Work task:
Below are entries to return in full. Keep each one exact.

[Listed entries]

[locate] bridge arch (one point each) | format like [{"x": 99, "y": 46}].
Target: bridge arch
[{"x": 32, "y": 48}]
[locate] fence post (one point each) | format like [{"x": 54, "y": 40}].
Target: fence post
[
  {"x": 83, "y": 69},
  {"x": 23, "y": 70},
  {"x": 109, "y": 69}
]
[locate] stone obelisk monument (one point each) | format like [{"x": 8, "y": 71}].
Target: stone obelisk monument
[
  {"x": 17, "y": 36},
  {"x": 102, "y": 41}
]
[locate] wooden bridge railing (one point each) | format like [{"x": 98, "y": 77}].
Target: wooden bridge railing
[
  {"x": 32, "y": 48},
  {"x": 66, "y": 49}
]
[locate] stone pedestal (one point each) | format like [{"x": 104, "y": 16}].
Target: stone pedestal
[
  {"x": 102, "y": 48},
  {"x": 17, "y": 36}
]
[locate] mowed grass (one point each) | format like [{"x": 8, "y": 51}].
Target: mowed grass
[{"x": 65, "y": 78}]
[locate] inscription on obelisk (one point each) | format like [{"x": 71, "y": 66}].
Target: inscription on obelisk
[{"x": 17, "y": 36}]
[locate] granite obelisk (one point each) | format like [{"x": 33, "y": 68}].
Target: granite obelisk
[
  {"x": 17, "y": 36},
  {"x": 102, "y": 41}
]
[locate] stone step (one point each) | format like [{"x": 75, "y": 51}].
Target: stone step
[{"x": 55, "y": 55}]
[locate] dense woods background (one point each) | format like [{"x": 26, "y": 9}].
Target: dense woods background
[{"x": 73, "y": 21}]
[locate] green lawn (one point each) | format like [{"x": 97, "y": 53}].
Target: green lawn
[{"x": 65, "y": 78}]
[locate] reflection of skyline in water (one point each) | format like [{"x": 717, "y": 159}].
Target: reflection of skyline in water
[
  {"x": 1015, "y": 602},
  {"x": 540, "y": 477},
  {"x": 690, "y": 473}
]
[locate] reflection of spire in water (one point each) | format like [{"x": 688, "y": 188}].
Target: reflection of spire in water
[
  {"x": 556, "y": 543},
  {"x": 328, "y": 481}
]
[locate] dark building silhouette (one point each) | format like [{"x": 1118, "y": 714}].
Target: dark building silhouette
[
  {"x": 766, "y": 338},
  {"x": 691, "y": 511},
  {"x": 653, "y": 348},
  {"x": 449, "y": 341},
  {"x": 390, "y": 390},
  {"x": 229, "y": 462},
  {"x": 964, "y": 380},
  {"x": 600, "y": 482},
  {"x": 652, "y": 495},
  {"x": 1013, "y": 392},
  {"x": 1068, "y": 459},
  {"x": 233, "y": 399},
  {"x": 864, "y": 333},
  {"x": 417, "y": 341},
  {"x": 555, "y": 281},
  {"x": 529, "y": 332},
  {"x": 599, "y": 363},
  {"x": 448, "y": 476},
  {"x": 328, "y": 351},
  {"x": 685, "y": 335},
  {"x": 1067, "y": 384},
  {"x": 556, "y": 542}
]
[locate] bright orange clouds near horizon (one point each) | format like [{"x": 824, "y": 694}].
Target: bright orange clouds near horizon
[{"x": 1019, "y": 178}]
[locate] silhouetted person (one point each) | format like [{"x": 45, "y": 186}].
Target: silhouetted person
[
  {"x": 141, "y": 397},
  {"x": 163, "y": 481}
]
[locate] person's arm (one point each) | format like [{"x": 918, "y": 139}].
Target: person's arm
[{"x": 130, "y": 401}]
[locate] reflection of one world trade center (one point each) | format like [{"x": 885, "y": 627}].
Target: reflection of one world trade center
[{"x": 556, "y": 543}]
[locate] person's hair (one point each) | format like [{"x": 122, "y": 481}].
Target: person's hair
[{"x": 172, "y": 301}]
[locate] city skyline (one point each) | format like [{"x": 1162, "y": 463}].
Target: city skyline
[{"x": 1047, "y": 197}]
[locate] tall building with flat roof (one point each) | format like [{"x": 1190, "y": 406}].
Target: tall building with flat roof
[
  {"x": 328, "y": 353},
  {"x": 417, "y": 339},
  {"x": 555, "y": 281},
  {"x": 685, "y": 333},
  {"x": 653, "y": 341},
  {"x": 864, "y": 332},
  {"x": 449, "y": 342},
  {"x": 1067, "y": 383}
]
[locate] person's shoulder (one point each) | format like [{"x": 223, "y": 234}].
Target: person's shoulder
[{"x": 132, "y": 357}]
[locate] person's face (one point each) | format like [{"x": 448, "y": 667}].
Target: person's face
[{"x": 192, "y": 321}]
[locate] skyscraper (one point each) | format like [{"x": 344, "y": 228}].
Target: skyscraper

[/Listed entries]

Output for this task:
[locate] bridge arch (one point each) | format like [{"x": 99, "y": 46}].
Target: bridge arch
[{"x": 32, "y": 48}]
[locate] fence post (one point each) | format like [{"x": 54, "y": 40}].
Target: fence post
[
  {"x": 83, "y": 69},
  {"x": 23, "y": 70},
  {"x": 109, "y": 69}
]
[locate] stone obelisk monument (one point each) | format like [{"x": 8, "y": 71}].
Target: stone obelisk monument
[
  {"x": 17, "y": 36},
  {"x": 102, "y": 41}
]
[locate] wooden bridge railing (one point each) | format like [{"x": 98, "y": 77}].
Target: wooden bridge railing
[
  {"x": 32, "y": 48},
  {"x": 66, "y": 49}
]
[locate] stone pedestal (one point each) | format like [{"x": 104, "y": 16}].
Target: stone pedestal
[
  {"x": 102, "y": 48},
  {"x": 17, "y": 36}
]
[locate] mowed grass (one point each) | format like [{"x": 8, "y": 51}].
Target: mowed grass
[{"x": 65, "y": 78}]
[locate] inscription on obelisk (one point each) | format like [{"x": 71, "y": 66}].
Target: inscription on obelisk
[{"x": 17, "y": 36}]
[locate] granite obelisk (one point each) | format like [{"x": 33, "y": 68}].
Target: granite obelisk
[
  {"x": 17, "y": 36},
  {"x": 102, "y": 41}
]
[locate] stone step (one point each) | format like [{"x": 75, "y": 51}].
Target: stone step
[{"x": 55, "y": 55}]
[locate] dense woods background (one point each) | format like [{"x": 26, "y": 9}].
Target: dense woods background
[{"x": 73, "y": 21}]
[locate] green lawn (one point each) | format like [{"x": 97, "y": 53}].
Target: green lawn
[{"x": 65, "y": 78}]
[locate] reflection of skyline in water (one point each) | format like [{"x": 717, "y": 159}].
Target: reflection of skyline in water
[
  {"x": 1015, "y": 602},
  {"x": 540, "y": 477},
  {"x": 690, "y": 473}
]
[locate] reflection of spire in water (one point each) | format like [{"x": 688, "y": 188}].
Target: reflection of spire in water
[
  {"x": 556, "y": 543},
  {"x": 328, "y": 481}
]
[locate] dark building silhouette (one point each) | format like [{"x": 1118, "y": 714}].
Target: dark building silhouette
[
  {"x": 766, "y": 338},
  {"x": 691, "y": 511},
  {"x": 653, "y": 348},
  {"x": 449, "y": 341},
  {"x": 390, "y": 390},
  {"x": 229, "y": 462},
  {"x": 964, "y": 380},
  {"x": 600, "y": 482},
  {"x": 652, "y": 495},
  {"x": 1013, "y": 392},
  {"x": 1068, "y": 459},
  {"x": 233, "y": 399},
  {"x": 864, "y": 333},
  {"x": 417, "y": 341},
  {"x": 555, "y": 281},
  {"x": 529, "y": 332},
  {"x": 599, "y": 363},
  {"x": 448, "y": 476},
  {"x": 328, "y": 351},
  {"x": 685, "y": 335},
  {"x": 1067, "y": 384},
  {"x": 556, "y": 542}
]
[locate] bright orange clouds near horizon (one point each) | format like [{"x": 824, "y": 694}].
Target: bright orange clouds near horizon
[{"x": 1019, "y": 178}]
[locate] silhouetted person (one point each) | format like [{"x": 45, "y": 186}].
Target: silhouetted person
[
  {"x": 141, "y": 397},
  {"x": 163, "y": 481}
]
[locate] person's arm (one point each) | format like [{"x": 918, "y": 139}].
Target: person's arm
[{"x": 130, "y": 401}]
[locate] reflection of one world trade center (one point each) | format like [{"x": 885, "y": 627}].
Target: reflection of one world trade center
[{"x": 556, "y": 543}]
[locate] person's hair (one point each) | format like [{"x": 122, "y": 481}].
Target: person's hair
[{"x": 172, "y": 301}]
[locate] city skyline (one point each) | format like [{"x": 1162, "y": 463}].
Target: city skyline
[{"x": 1047, "y": 197}]
[locate] tall building with flat roof (one point each) | format like [{"x": 1190, "y": 406}].
Target: tall building with flat roof
[
  {"x": 328, "y": 353},
  {"x": 417, "y": 339},
  {"x": 555, "y": 281},
  {"x": 685, "y": 333},
  {"x": 653, "y": 341},
  {"x": 864, "y": 332},
  {"x": 449, "y": 342},
  {"x": 1067, "y": 383}
]
[locate] person's shoulder (one point each) | format like [{"x": 223, "y": 234}].
Target: person's shoulder
[{"x": 132, "y": 357}]
[locate] person's face (one point each) | format like [{"x": 448, "y": 667}].
Target: person's face
[{"x": 192, "y": 321}]
[locate] skyscraper (one point each) | format like [{"x": 344, "y": 228}].
Target: skyscraper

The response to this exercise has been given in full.